• Document section:
____________

For a few years now, Google has maintained three sizes of smart speakers: small, large, and just right. With the new Nest Audio speaker, Google has taken “just right” to a whole new level.

Which Nest speaker is right for you?

When buying a smart speaker, there are really only a few key factors most people need to keep in mind. The first, and debatably most critical, is your preferred voice assistant. If you want Siri or Alexa, you’ve got solid options in the Apple HomePod and Amazon Echo series, respectively. As for the Google Assistant, your best bet is with Google’s own Google Home and Nest speakers.

From there, it’s simply a matter of the size of the room you’re putting the speaker in. For a bathroom or small office, a $49 Nest Mini — or two, for stereo sound — will suffice, filling the room without bothering the neighbors. On the opposite end of the spectrum, the $299 Google Home Max brings a massive soundstage and volume enough for a whole studio apartment or even an outdoor space.

____________

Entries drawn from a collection
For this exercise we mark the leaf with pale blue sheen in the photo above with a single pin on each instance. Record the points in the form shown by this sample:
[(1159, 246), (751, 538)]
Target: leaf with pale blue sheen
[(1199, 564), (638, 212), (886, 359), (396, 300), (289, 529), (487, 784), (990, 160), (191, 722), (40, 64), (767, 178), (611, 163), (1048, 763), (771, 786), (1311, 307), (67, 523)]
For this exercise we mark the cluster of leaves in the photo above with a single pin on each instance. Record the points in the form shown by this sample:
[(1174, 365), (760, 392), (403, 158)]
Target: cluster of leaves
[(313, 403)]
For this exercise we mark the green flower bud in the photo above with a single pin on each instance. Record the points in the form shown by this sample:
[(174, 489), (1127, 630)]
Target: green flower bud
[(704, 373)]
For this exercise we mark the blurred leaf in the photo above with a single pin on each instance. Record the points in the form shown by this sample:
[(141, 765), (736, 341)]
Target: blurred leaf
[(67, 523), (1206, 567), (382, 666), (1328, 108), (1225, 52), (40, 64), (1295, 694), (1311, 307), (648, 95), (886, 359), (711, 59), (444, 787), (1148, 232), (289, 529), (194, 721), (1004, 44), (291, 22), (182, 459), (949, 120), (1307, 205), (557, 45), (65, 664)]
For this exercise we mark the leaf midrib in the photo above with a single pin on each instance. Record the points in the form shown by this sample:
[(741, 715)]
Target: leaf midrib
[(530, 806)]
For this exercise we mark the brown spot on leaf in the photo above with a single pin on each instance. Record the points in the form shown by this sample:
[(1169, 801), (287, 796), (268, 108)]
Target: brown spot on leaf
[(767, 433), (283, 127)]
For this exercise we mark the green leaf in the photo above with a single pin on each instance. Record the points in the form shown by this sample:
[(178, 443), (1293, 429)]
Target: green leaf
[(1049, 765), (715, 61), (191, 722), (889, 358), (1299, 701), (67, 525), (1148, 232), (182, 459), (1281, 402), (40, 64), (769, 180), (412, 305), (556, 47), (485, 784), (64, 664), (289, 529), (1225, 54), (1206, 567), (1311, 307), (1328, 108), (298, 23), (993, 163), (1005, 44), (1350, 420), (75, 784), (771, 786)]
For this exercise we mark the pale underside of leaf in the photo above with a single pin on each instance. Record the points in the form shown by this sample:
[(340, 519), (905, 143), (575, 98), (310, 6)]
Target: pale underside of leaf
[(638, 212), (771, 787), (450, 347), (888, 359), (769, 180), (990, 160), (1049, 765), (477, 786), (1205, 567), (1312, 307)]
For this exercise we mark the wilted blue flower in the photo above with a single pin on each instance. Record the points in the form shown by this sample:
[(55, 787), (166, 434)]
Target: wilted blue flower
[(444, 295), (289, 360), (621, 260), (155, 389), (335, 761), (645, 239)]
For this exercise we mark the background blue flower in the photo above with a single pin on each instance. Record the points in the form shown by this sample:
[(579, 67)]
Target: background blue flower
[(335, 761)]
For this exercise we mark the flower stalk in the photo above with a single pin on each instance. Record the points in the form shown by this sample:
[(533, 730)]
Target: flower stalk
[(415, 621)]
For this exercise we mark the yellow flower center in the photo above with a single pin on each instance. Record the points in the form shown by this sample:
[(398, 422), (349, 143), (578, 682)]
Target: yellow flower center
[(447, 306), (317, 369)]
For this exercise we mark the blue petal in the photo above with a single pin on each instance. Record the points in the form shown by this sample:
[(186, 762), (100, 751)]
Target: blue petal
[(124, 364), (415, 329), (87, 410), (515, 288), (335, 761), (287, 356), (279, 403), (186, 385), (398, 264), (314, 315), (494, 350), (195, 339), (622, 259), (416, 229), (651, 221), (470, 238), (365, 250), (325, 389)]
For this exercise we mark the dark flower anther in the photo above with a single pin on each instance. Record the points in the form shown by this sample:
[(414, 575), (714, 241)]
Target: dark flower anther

____________

• Task instructions:
**a)** Output the rows from the line containing "For this exercise we mark the flower" through the line containing "[(447, 306), (317, 369)]", both lines included, without changing anything.
**b)** Pick up the piece on Google's Nest speakers where it ends and continue it.
The piece on Google's Nest speakers has no connection to the rows.

• Per-task outputs:
**a)**
For this exercise we mark the flower stalk in the photo above with a single pin on each instance. Record the points in the form shown by this sample:
[(533, 730)]
Target: flower stalk
[(415, 621)]
For this exercise we mark the yellow flower center in the photo above with a single pin on each instance. Record the points in the form shown by this sample:
[(398, 422), (349, 143), (578, 682)]
Target: yellow flower center
[(447, 306), (317, 369)]

**b)**
For everything in between those extremes, the Nest Audio is your Goldilocks of Google Assistant speakers. In my own usage, the Nest Audio has plenty enough volume to manage both my moderately sized bedroom and my apartment’s much larger combined kitchen/dining/living room space. Beyond that, Nest Audio is a front-firing speaker, helping more sound reach your ear, rather than your neighbor’s walls.

Google Nest Audio (Sage) in bedroom

Look and feel

To accommodate the wide variety of places you may wish to place a Nest Audio or two, Google has opted for an aesthetically pleasing yet undeniably neutral design. Between its fabric exterior and pillow shape, I’d describe the speaker’s look as soft and comfortable. No matter which of the five colors you choose, Nest Audio can cleanly blend into your home’s decor.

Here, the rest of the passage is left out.